§ **TASK DETAILS**: Set down exactly the lines from the one containing "Make sure each instance of the metal" through the end of the records below, both included, and nothing else.

╭──

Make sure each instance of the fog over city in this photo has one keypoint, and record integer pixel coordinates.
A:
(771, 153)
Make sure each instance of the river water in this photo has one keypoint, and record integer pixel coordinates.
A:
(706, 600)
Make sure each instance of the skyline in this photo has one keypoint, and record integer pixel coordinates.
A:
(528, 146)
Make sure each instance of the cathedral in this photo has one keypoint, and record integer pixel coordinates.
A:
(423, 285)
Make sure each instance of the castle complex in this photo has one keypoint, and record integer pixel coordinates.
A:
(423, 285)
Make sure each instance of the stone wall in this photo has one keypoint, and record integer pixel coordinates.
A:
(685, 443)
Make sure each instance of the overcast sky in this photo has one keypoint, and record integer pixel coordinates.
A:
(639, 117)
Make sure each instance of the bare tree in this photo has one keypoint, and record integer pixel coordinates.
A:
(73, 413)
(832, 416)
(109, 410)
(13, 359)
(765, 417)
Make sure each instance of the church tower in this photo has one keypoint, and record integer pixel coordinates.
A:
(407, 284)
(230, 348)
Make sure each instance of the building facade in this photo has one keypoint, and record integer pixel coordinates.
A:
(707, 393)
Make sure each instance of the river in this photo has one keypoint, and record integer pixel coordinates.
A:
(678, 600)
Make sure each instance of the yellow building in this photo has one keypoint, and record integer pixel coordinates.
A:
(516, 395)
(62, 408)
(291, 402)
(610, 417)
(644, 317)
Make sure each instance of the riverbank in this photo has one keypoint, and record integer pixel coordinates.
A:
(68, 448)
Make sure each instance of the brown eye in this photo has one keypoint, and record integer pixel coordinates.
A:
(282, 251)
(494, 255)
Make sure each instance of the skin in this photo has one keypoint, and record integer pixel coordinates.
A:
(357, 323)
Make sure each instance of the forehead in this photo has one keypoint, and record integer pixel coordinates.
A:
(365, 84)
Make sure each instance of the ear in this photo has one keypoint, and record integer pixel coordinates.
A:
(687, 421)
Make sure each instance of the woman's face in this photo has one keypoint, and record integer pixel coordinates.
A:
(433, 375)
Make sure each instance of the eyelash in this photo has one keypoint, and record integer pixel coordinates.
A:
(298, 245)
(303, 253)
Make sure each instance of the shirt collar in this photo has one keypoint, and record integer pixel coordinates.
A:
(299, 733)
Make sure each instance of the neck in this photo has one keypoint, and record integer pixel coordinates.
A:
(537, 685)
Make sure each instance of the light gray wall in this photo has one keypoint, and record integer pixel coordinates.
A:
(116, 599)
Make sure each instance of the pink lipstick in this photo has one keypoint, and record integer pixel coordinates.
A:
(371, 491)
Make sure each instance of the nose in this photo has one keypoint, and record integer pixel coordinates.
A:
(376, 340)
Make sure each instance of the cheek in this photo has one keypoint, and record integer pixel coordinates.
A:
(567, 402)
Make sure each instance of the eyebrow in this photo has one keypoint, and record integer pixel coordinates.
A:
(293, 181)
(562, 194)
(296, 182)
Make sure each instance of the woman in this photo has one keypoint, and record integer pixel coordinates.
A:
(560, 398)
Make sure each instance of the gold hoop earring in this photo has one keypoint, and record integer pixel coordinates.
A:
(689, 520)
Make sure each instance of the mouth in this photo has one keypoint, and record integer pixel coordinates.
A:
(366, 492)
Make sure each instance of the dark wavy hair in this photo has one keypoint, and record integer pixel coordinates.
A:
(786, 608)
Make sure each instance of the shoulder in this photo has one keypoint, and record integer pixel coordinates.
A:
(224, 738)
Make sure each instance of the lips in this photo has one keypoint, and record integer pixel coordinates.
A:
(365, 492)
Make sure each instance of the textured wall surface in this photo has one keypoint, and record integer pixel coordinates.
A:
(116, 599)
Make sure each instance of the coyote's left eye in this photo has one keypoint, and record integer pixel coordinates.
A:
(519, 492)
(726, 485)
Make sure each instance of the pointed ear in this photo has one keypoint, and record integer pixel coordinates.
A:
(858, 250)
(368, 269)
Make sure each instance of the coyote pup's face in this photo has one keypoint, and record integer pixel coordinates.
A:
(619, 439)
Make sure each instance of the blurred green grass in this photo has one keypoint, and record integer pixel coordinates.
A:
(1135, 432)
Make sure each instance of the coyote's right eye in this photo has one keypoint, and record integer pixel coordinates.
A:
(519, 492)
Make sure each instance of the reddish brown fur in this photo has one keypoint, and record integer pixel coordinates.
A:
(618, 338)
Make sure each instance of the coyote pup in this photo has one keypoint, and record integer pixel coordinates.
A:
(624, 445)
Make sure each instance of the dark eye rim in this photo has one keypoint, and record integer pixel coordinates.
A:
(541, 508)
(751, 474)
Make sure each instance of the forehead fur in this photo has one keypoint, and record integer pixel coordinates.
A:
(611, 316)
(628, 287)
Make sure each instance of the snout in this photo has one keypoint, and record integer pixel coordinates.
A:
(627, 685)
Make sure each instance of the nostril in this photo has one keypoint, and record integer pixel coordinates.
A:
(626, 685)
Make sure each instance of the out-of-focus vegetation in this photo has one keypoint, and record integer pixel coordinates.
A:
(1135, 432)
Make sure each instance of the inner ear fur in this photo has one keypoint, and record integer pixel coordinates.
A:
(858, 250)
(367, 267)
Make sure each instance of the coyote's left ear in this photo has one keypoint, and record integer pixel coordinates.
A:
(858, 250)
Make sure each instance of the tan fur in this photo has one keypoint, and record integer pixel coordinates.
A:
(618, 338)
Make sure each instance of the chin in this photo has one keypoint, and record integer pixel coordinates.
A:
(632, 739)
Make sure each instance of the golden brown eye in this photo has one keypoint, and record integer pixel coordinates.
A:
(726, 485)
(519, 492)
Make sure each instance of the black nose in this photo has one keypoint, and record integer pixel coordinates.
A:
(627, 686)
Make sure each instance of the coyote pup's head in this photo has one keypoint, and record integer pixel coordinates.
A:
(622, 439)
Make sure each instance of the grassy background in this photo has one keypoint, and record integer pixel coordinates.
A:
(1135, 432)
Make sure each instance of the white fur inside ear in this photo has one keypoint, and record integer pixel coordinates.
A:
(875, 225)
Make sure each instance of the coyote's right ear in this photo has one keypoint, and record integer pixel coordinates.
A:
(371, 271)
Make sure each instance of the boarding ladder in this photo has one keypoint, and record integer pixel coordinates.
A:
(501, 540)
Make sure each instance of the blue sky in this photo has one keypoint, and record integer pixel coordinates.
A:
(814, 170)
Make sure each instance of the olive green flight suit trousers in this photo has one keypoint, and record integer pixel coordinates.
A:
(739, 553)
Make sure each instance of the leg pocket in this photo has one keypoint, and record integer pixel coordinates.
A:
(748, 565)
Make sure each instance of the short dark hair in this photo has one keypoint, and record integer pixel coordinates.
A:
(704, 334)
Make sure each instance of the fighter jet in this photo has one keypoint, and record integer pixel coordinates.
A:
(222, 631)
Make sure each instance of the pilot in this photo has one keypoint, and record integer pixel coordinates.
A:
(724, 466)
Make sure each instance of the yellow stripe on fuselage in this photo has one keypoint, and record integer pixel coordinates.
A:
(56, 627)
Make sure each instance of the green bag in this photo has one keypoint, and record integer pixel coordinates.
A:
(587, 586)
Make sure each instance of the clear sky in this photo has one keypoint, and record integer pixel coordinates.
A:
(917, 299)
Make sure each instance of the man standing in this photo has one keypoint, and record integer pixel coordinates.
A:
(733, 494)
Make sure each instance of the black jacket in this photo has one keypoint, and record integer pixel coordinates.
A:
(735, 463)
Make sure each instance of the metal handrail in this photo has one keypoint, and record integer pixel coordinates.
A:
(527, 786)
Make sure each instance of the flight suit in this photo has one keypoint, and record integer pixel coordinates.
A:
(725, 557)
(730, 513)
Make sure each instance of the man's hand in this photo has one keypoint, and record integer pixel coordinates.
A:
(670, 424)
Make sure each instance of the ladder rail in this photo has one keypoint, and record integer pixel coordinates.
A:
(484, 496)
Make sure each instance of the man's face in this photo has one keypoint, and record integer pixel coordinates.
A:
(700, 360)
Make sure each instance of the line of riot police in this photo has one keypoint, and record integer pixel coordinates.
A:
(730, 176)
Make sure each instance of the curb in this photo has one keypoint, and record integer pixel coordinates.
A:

╰──

§ **EXERCISE SOLUTION**:
Make sure each instance of the metal handrail in this photo has one keypoint, and record integer pixel coordinates.
A:
(527, 786)
Make sure each instance of the flight suit in this photo has one keypoint, and record integer pixel coordinates.
A:
(725, 557)
(730, 513)
Make sure each instance of the man's hand in this photo has one keypoint, and record integer pixel coordinates.
A:
(670, 424)
Make sure each instance of the ladder rail in this photo has one keypoint, and record integer pixel coordinates.
A:
(484, 496)
Make sure each instance of the man's face in this photo has one keypoint, and record integer pixel coordinates.
A:
(700, 360)
Make sure each instance of the line of riot police in this photo has one keypoint, and record integer pixel coordinates.
A:
(730, 176)
Make sure each instance of the curb in this photo has one keypoint, and record integer pixel coordinates.
A:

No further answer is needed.